TASK
How many lines in the source records below contain the word "each"? Reply with the number only.

Source records
====

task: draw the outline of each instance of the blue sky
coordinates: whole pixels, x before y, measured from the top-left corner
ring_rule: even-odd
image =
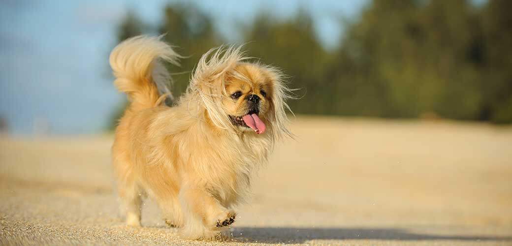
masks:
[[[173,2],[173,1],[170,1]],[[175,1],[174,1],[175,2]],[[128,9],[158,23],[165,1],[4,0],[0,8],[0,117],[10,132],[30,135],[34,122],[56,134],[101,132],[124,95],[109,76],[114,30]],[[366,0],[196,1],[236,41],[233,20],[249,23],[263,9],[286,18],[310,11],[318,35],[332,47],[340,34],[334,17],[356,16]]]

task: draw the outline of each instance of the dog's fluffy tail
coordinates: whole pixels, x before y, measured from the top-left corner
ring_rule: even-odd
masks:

====

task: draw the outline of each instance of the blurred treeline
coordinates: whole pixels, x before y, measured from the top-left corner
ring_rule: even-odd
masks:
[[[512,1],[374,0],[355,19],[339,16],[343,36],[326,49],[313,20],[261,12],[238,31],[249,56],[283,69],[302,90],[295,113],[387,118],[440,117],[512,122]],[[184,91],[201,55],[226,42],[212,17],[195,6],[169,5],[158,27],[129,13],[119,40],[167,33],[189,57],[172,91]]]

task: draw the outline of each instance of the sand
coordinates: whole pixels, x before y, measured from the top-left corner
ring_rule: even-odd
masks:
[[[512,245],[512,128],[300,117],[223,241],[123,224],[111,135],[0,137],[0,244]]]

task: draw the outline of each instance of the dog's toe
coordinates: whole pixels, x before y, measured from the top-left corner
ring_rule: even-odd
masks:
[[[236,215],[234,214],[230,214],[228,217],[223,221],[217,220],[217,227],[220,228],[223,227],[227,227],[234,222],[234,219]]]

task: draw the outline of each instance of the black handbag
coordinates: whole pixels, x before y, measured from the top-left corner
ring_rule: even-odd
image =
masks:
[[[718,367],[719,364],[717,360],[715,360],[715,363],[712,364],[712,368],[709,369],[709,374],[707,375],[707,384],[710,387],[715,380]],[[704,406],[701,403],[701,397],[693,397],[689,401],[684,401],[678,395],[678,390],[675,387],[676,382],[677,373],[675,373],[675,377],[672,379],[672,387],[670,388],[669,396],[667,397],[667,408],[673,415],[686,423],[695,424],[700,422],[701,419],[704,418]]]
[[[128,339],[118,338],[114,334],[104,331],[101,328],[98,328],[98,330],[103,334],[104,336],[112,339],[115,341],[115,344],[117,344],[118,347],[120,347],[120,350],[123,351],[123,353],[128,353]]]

====

ANSWER TO THIS PROBLEM
6